(Point-per-instance localization data)

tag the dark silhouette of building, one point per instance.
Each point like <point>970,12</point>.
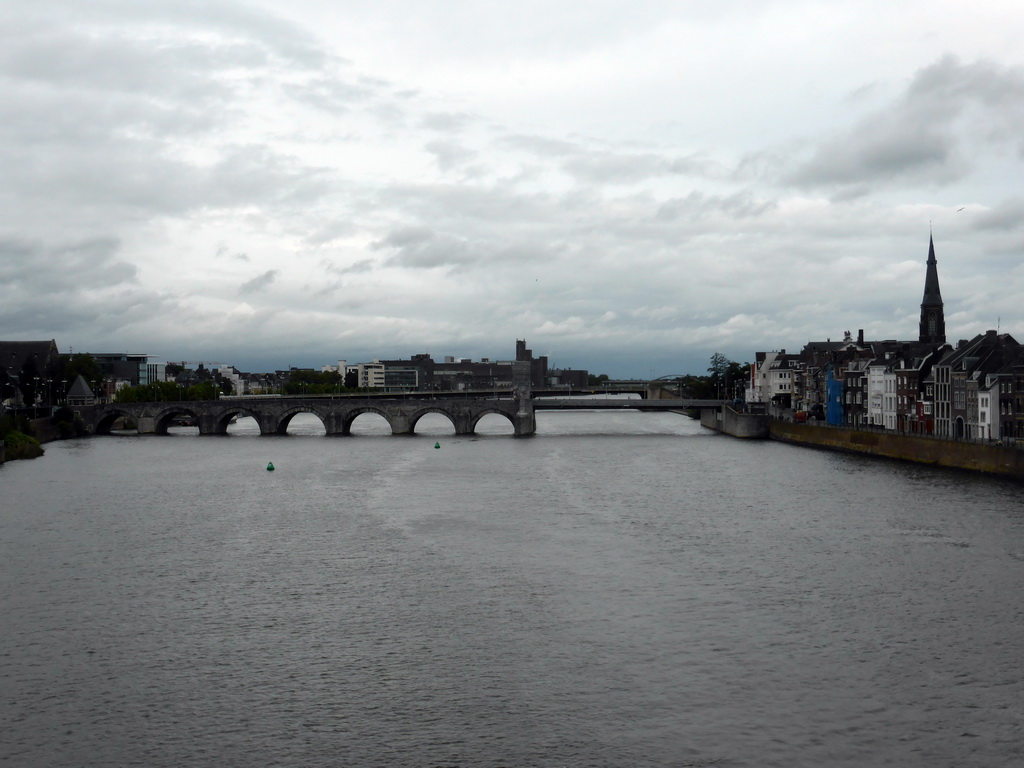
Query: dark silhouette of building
<point>933,322</point>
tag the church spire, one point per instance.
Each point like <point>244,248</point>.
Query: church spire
<point>933,323</point>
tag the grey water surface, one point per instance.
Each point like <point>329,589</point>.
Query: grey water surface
<point>620,590</point>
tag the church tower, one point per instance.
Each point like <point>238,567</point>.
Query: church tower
<point>933,322</point>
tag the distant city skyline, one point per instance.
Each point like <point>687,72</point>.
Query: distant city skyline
<point>629,187</point>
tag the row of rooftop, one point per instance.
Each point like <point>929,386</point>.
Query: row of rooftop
<point>973,390</point>
<point>31,374</point>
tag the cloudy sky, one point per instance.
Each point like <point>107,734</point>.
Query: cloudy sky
<point>629,186</point>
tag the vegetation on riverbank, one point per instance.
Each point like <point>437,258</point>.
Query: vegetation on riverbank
<point>17,444</point>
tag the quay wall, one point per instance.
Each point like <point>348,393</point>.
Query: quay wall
<point>752,426</point>
<point>975,457</point>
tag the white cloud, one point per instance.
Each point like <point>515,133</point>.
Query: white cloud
<point>627,190</point>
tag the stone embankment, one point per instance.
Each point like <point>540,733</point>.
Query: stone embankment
<point>735,423</point>
<point>975,457</point>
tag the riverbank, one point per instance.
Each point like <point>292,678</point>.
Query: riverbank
<point>974,457</point>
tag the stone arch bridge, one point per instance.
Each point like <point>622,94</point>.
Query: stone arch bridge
<point>273,414</point>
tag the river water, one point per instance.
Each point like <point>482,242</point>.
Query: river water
<point>620,590</point>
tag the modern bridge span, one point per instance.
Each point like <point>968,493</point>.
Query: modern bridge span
<point>272,414</point>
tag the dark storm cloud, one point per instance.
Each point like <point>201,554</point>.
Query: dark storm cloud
<point>61,289</point>
<point>260,282</point>
<point>924,136</point>
<point>423,248</point>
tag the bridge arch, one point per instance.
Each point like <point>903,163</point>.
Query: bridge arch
<point>346,419</point>
<point>487,412</point>
<point>223,418</point>
<point>286,417</point>
<point>110,416</point>
<point>162,420</point>
<point>415,417</point>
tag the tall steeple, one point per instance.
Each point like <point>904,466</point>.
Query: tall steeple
<point>933,322</point>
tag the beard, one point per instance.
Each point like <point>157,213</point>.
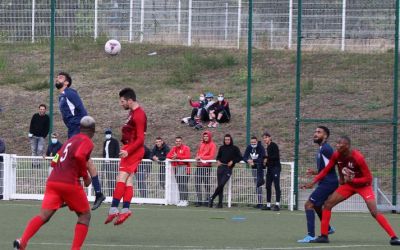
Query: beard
<point>318,140</point>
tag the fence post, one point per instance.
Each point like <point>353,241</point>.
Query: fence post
<point>190,24</point>
<point>239,20</point>
<point>343,24</point>
<point>130,20</point>
<point>96,5</point>
<point>290,24</point>
<point>142,21</point>
<point>33,20</point>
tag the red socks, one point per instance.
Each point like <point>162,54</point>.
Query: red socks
<point>326,217</point>
<point>385,225</point>
<point>119,190</point>
<point>80,235</point>
<point>33,226</point>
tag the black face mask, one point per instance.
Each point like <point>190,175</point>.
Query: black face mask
<point>59,85</point>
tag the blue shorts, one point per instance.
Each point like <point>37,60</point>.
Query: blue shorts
<point>321,194</point>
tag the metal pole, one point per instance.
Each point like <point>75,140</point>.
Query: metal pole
<point>130,21</point>
<point>33,20</point>
<point>343,24</point>
<point>179,17</point>
<point>290,24</point>
<point>395,102</point>
<point>190,24</point>
<point>297,122</point>
<point>141,21</point>
<point>249,67</point>
<point>51,81</point>
<point>96,6</point>
<point>239,20</point>
<point>226,21</point>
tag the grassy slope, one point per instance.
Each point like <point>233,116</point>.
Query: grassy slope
<point>333,85</point>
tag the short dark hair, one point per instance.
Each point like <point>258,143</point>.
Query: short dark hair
<point>128,93</point>
<point>326,130</point>
<point>67,76</point>
<point>346,138</point>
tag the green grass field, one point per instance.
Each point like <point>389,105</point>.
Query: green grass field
<point>169,227</point>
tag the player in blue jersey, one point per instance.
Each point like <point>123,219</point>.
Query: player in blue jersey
<point>325,188</point>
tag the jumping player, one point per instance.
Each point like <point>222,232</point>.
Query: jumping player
<point>354,178</point>
<point>63,186</point>
<point>72,110</point>
<point>325,187</point>
<point>131,154</point>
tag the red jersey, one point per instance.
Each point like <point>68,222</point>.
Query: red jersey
<point>355,162</point>
<point>133,130</point>
<point>70,163</point>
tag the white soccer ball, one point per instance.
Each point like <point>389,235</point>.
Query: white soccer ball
<point>112,47</point>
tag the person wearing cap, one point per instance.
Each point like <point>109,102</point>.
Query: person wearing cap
<point>110,151</point>
<point>55,145</point>
<point>273,164</point>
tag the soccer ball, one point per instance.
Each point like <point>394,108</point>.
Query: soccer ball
<point>112,47</point>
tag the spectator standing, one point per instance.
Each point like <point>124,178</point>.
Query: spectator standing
<point>181,169</point>
<point>2,151</point>
<point>143,172</point>
<point>54,146</point>
<point>228,155</point>
<point>219,111</point>
<point>72,111</point>
<point>110,151</point>
<point>207,150</point>
<point>159,154</point>
<point>273,164</point>
<point>38,131</point>
<point>254,156</point>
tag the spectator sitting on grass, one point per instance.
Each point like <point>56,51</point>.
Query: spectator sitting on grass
<point>219,112</point>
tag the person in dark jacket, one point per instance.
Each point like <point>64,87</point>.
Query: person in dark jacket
<point>110,151</point>
<point>38,131</point>
<point>254,156</point>
<point>228,155</point>
<point>159,154</point>
<point>55,145</point>
<point>273,164</point>
<point>144,170</point>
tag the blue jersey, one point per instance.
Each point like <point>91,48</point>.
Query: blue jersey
<point>71,108</point>
<point>324,153</point>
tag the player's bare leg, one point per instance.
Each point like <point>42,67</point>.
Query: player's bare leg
<point>81,230</point>
<point>96,184</point>
<point>331,202</point>
<point>119,192</point>
<point>32,227</point>
<point>383,222</point>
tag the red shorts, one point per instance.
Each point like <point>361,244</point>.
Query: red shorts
<point>347,190</point>
<point>130,163</point>
<point>73,195</point>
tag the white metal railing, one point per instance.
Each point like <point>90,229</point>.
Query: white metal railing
<point>155,182</point>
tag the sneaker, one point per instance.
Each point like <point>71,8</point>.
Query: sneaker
<point>395,241</point>
<point>265,207</point>
<point>122,217</point>
<point>320,239</point>
<point>17,244</point>
<point>111,217</point>
<point>306,239</point>
<point>97,202</point>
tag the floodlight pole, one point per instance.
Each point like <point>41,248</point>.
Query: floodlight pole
<point>249,60</point>
<point>52,41</point>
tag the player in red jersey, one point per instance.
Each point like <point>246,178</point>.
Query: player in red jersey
<point>131,154</point>
<point>354,178</point>
<point>64,186</point>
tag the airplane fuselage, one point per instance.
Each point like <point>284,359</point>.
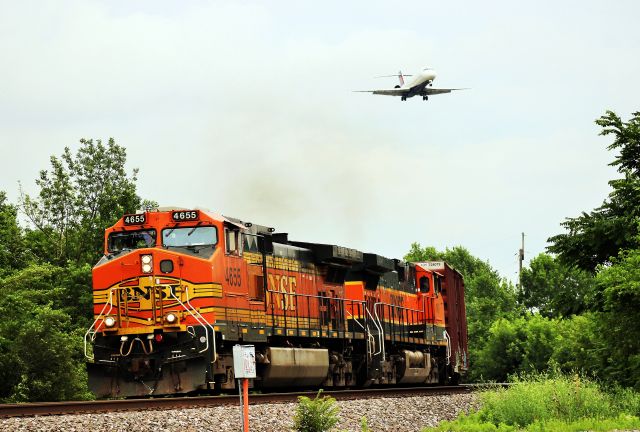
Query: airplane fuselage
<point>421,80</point>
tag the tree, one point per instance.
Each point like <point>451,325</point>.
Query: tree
<point>554,289</point>
<point>13,254</point>
<point>515,346</point>
<point>45,309</point>
<point>594,237</point>
<point>620,285</point>
<point>79,197</point>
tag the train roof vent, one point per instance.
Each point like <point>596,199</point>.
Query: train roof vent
<point>332,254</point>
<point>378,264</point>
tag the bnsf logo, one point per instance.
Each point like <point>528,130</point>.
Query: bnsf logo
<point>282,292</point>
<point>132,294</point>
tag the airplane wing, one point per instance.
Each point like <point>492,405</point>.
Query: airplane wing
<point>430,91</point>
<point>389,92</point>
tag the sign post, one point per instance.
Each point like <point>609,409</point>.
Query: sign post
<point>244,367</point>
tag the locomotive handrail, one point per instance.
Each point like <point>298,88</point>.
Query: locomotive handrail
<point>446,336</point>
<point>201,320</point>
<point>380,333</point>
<point>375,311</point>
<point>370,339</point>
<point>91,330</point>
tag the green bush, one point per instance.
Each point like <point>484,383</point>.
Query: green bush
<point>558,403</point>
<point>316,415</point>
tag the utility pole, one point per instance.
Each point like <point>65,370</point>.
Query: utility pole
<point>520,259</point>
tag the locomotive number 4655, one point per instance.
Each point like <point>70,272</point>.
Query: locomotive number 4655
<point>185,215</point>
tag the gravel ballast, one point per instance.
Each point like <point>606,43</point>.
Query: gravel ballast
<point>383,414</point>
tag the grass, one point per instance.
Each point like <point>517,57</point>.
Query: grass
<point>551,403</point>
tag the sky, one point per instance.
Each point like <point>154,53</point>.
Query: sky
<point>247,108</point>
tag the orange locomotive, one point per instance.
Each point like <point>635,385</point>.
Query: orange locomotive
<point>176,289</point>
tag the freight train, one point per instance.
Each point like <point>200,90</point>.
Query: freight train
<point>176,289</point>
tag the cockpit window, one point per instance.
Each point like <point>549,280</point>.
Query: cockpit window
<point>189,236</point>
<point>129,240</point>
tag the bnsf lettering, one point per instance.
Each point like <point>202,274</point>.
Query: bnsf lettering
<point>139,293</point>
<point>286,286</point>
<point>232,276</point>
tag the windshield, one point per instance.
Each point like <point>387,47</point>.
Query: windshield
<point>189,236</point>
<point>129,240</point>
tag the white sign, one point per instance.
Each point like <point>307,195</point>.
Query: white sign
<point>433,265</point>
<point>244,361</point>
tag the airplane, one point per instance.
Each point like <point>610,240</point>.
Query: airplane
<point>420,86</point>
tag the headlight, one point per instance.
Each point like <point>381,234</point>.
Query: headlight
<point>147,263</point>
<point>171,318</point>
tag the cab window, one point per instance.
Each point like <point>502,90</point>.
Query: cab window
<point>129,240</point>
<point>424,284</point>
<point>189,236</point>
<point>233,241</point>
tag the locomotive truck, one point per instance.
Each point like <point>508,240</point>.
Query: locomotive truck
<point>176,289</point>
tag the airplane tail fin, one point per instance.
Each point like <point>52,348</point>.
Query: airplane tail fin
<point>399,75</point>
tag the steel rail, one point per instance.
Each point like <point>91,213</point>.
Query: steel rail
<point>83,407</point>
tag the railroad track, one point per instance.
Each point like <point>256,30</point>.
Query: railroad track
<point>83,407</point>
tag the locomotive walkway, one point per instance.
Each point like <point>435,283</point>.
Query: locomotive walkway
<point>80,407</point>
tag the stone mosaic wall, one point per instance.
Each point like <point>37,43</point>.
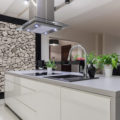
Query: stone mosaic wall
<point>17,50</point>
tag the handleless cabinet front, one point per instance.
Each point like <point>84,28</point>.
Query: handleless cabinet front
<point>32,100</point>
<point>78,105</point>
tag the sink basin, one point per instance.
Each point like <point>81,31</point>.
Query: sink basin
<point>40,74</point>
<point>68,78</point>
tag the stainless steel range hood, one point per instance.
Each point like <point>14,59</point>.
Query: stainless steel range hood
<point>42,18</point>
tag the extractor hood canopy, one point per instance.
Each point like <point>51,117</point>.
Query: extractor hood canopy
<point>42,18</point>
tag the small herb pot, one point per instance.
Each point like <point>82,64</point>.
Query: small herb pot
<point>91,71</point>
<point>108,70</point>
<point>49,71</point>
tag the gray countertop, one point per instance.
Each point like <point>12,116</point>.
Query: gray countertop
<point>102,86</point>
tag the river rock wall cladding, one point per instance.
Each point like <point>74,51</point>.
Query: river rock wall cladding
<point>17,50</point>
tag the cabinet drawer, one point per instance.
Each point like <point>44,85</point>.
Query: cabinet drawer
<point>78,105</point>
<point>21,110</point>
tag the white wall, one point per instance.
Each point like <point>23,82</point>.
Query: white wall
<point>87,40</point>
<point>111,44</point>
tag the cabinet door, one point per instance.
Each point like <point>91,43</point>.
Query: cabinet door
<point>46,101</point>
<point>43,100</point>
<point>78,105</point>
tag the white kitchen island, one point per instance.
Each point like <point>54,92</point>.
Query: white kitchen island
<point>39,98</point>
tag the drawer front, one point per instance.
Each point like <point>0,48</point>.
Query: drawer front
<point>78,105</point>
<point>23,111</point>
<point>31,84</point>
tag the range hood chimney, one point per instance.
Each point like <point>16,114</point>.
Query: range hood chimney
<point>42,18</point>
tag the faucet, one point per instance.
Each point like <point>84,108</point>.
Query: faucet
<point>85,65</point>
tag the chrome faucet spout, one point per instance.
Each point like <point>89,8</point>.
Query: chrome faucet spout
<point>84,50</point>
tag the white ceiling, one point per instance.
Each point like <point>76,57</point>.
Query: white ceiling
<point>96,16</point>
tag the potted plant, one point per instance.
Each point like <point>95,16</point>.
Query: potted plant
<point>50,66</point>
<point>78,58</point>
<point>109,62</point>
<point>91,61</point>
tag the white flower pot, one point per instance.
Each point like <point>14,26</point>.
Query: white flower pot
<point>49,71</point>
<point>108,70</point>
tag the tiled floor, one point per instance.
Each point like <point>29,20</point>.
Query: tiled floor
<point>5,113</point>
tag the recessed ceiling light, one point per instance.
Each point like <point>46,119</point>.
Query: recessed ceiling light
<point>36,25</point>
<point>26,2</point>
<point>28,30</point>
<point>67,1</point>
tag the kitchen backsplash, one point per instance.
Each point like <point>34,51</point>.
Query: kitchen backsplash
<point>17,50</point>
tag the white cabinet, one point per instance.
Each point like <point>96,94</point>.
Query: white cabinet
<point>77,105</point>
<point>32,100</point>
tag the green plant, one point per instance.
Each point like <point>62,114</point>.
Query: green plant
<point>51,64</point>
<point>91,59</point>
<point>108,59</point>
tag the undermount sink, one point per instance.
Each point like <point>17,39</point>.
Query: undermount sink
<point>40,74</point>
<point>68,78</point>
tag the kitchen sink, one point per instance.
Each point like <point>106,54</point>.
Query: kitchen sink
<point>68,78</point>
<point>40,74</point>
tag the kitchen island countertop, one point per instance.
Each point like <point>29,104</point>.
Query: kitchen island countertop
<point>102,86</point>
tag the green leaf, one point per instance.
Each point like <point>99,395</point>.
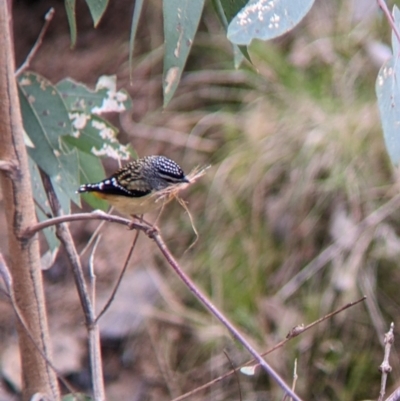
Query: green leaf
<point>181,20</point>
<point>104,99</point>
<point>137,11</point>
<point>46,120</point>
<point>266,20</point>
<point>388,93</point>
<point>66,186</point>
<point>70,9</point>
<point>48,106</point>
<point>232,7</point>
<point>226,10</point>
<point>97,8</point>
<point>43,210</point>
<point>91,170</point>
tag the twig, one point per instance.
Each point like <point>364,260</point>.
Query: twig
<point>385,367</point>
<point>155,236</point>
<point>92,273</point>
<point>108,303</point>
<point>235,373</point>
<point>295,377</point>
<point>6,166</point>
<point>47,19</point>
<point>65,237</point>
<point>293,333</point>
<point>92,238</point>
<point>395,396</point>
<point>6,276</point>
<point>95,215</point>
<point>152,233</point>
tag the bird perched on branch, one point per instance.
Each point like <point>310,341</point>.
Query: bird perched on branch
<point>141,186</point>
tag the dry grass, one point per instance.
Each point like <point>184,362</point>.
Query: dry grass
<point>298,164</point>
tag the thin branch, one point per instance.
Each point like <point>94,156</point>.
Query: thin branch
<point>153,233</point>
<point>108,303</point>
<point>6,276</point>
<point>236,374</point>
<point>92,273</point>
<point>155,236</point>
<point>395,396</point>
<point>385,367</point>
<point>92,238</point>
<point>293,333</point>
<point>47,19</point>
<point>95,215</point>
<point>65,237</point>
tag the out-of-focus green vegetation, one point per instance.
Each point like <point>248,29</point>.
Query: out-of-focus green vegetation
<point>299,163</point>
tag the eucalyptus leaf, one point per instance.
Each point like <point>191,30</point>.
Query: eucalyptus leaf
<point>97,9</point>
<point>181,20</point>
<point>46,121</point>
<point>43,210</point>
<point>226,10</point>
<point>266,20</point>
<point>137,11</point>
<point>104,99</point>
<point>70,7</point>
<point>388,93</point>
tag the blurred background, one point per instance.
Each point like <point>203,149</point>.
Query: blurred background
<point>297,216</point>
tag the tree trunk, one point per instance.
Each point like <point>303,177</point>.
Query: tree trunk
<point>24,255</point>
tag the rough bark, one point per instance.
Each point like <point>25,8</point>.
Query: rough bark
<point>23,254</point>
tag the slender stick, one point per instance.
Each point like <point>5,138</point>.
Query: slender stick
<point>65,237</point>
<point>155,236</point>
<point>128,258</point>
<point>95,215</point>
<point>293,333</point>
<point>6,276</point>
<point>385,367</point>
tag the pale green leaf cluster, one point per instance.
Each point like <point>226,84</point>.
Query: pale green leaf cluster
<point>66,136</point>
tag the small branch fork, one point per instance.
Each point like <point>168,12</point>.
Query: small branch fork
<point>154,234</point>
<point>385,367</point>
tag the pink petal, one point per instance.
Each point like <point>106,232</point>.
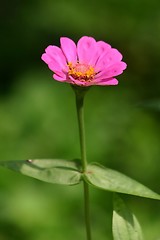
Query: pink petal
<point>112,81</point>
<point>59,78</point>
<point>87,50</point>
<point>112,71</point>
<point>103,47</point>
<point>69,49</point>
<point>56,54</point>
<point>52,64</point>
<point>109,58</point>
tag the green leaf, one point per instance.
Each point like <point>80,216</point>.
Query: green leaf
<point>48,170</point>
<point>111,180</point>
<point>125,226</point>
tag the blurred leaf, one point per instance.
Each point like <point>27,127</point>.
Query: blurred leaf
<point>48,170</point>
<point>152,104</point>
<point>112,180</point>
<point>125,225</point>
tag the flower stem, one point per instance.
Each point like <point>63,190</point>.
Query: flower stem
<point>80,114</point>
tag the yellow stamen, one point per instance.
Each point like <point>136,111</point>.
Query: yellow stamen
<point>81,72</point>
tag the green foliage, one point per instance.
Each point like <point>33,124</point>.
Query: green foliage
<point>69,173</point>
<point>125,226</point>
<point>49,170</point>
<point>111,180</point>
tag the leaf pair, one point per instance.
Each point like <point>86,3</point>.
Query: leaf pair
<point>69,173</point>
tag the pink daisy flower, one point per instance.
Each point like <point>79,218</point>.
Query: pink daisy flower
<point>90,62</point>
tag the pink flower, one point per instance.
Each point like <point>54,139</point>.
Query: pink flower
<point>85,64</point>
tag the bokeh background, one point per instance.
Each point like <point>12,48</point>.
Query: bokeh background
<point>38,118</point>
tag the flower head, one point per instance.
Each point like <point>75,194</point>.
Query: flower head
<point>90,62</point>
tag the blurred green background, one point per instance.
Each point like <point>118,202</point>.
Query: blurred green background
<point>38,118</point>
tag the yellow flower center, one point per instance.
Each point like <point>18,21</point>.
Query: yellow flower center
<point>81,72</point>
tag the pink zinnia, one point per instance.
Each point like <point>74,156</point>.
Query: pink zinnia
<point>88,63</point>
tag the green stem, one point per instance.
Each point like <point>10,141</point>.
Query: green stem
<point>80,114</point>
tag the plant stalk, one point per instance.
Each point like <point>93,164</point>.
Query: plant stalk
<point>80,114</point>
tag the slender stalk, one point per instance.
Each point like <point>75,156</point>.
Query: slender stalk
<point>80,115</point>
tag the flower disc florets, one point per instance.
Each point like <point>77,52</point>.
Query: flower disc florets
<point>88,63</point>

EXERCISE REQUIREMENTS:
Find the line with "Query: bridge arch" in the entries above. Set down exactly every line from it up to and including the line with "Each point like <point>222,232</point>.", images excluded.

EXERCISE RESULT:
Query: bridge arch
<point>346,419</point>
<point>487,412</point>
<point>223,418</point>
<point>286,417</point>
<point>110,416</point>
<point>162,420</point>
<point>415,417</point>
tag the tall steeple, one point per instance.
Each point like <point>904,466</point>.
Query: tall steeple
<point>933,322</point>
tag the beard, one point per instance.
Each point like <point>157,213</point>.
Query: beard
<point>318,140</point>
tag the fence post, one point per instance.
Each point like <point>353,241</point>.
Query: fence post
<point>190,24</point>
<point>239,20</point>
<point>343,24</point>
<point>130,20</point>
<point>96,5</point>
<point>290,24</point>
<point>142,21</point>
<point>33,20</point>
tag the red socks, one point per instance.
Each point like <point>162,54</point>.
Query: red socks
<point>326,217</point>
<point>385,225</point>
<point>119,190</point>
<point>80,235</point>
<point>33,226</point>
tag the black face mask, one point per instance.
Each point like <point>190,175</point>.
Query: black face mask
<point>59,85</point>
tag the blue shorts, one point per instance.
Each point like <point>37,60</point>.
Query: blue shorts
<point>321,194</point>
tag the metal pole, one point per instance.
Each point like <point>75,140</point>.
Query: metal pole
<point>130,21</point>
<point>33,20</point>
<point>343,24</point>
<point>179,17</point>
<point>290,24</point>
<point>395,102</point>
<point>190,24</point>
<point>297,122</point>
<point>141,21</point>
<point>249,67</point>
<point>51,81</point>
<point>96,6</point>
<point>239,20</point>
<point>226,21</point>
tag the grassy slope, one point per instance.
Each point like <point>233,116</point>.
Query: grassy slope
<point>333,85</point>
tag the short dark hair, one point per instance.
Each point like <point>258,143</point>.
Query: short dark hair
<point>128,93</point>
<point>326,130</point>
<point>67,76</point>
<point>346,138</point>
tag the green grass field, one point per instance.
Each point like <point>389,105</point>.
Query: green grass field
<point>169,227</point>
tag the player in blue jersey, one point per instance.
Each point like <point>123,219</point>.
Query: player in blue jersey
<point>325,188</point>
tag the jumping player, one point per instance.
Each point like <point>222,232</point>.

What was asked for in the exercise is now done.